[Opening Excerpt provided section]

It revealed that web-based attacks in the second half of 2013 were twice that of the first part of the year, suggesting that this is a real and increasing problem for businesses.
The largest majority of attacks came in the form of technology that redirects your web browser to a malicious site, which accounted for 26 per cent of cases.
Next was the Conficker worm, which made up 20 per cent of incidents, and led to viruses on computers in over 200 countries.
Those companies that are increasingly reliant on mobile devices for their employees will no doubt be concerned to learn that there was an increasing number of threats on the Android platform.
In total, there were 804 new variants of viruses during last year, which is a huge increase on the 238 reported in 2012.
European-focused businesses will be keen to learn that of all the Android threats reported, just 15 per cent came from Europe and five per cent from the US.
The majority of cases detected were from Saudia Arabia (42 per cent) and India (33 per cent).

[Closing Excerpt provided section]

Please continue the passage on web-based attacks and Android threats, picking up after its final sentence.

[Opening Material supplied section]

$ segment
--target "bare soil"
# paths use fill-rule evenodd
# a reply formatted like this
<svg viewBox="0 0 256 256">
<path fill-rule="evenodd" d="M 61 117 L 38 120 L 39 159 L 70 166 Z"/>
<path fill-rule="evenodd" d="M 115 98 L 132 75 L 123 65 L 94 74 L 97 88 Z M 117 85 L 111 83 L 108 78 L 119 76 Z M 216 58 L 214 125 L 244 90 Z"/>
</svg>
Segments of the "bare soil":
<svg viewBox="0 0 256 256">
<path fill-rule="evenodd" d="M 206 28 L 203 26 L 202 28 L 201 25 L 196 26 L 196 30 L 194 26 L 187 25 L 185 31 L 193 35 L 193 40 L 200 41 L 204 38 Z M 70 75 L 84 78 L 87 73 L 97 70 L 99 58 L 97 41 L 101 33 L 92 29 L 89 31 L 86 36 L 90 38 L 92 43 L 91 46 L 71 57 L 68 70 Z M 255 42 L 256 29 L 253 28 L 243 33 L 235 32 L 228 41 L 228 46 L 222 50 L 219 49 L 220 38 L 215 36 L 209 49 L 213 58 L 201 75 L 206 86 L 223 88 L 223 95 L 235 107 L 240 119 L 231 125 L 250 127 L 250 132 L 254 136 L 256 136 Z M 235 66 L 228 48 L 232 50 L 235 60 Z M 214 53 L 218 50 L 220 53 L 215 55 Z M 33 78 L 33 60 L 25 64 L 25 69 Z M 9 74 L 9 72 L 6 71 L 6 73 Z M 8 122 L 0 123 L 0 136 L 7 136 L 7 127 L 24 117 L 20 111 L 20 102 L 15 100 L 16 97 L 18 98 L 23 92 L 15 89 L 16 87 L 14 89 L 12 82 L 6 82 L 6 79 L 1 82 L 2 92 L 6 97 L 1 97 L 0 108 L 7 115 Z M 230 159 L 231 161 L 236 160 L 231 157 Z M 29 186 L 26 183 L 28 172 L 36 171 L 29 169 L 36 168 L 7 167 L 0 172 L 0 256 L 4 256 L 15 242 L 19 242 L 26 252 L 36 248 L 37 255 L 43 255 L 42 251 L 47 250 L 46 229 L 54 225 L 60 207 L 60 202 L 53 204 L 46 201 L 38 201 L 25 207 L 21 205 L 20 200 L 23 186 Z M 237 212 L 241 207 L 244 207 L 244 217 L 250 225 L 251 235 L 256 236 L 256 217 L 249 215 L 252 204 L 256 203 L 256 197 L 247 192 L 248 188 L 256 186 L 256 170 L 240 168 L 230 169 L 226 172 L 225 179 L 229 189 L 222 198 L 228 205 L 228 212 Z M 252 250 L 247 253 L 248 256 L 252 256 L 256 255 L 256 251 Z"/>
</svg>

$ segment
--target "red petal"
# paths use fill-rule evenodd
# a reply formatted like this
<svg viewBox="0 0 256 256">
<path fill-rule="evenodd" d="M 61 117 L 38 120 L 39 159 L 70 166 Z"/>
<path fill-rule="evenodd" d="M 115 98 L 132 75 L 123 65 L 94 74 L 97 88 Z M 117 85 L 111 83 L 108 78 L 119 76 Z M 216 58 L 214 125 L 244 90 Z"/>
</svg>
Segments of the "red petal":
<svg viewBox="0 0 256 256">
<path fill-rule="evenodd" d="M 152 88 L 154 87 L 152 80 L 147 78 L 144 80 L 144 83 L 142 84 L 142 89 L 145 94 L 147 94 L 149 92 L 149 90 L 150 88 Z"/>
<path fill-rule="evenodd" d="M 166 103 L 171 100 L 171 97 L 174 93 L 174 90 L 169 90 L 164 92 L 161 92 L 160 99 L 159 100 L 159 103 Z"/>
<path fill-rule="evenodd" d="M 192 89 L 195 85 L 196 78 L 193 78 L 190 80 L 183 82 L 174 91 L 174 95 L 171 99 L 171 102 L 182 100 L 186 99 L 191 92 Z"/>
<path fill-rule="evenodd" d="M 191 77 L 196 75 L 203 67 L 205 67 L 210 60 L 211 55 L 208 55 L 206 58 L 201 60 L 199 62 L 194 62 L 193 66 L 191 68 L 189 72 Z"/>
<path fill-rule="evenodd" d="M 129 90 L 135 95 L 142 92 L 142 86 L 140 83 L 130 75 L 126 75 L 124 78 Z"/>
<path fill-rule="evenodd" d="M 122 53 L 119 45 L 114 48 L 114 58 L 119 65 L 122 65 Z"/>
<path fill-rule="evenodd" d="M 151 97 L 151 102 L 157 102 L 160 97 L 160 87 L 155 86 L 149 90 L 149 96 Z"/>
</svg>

[Closing Material supplied section]

### Written reply
Businesses which run their software on Windows XP need to pay attention as the report says that with support for the operating system set to end in April 2014, security issues may arise.
IT for industry managers who do not update their systems will have to ensure they find a way to secure their platform.
The report stated that "some businesses will continue to use Windows XP throughout 2014, either due to contractual obligation, or because their customers do so and they need XP to provide support. In those situations, IT manager have their work cut out for them".
It seems clear that businesses must stay aware of potential threats and keep their systems as up to date as possible to avoid unnecessary security breaches.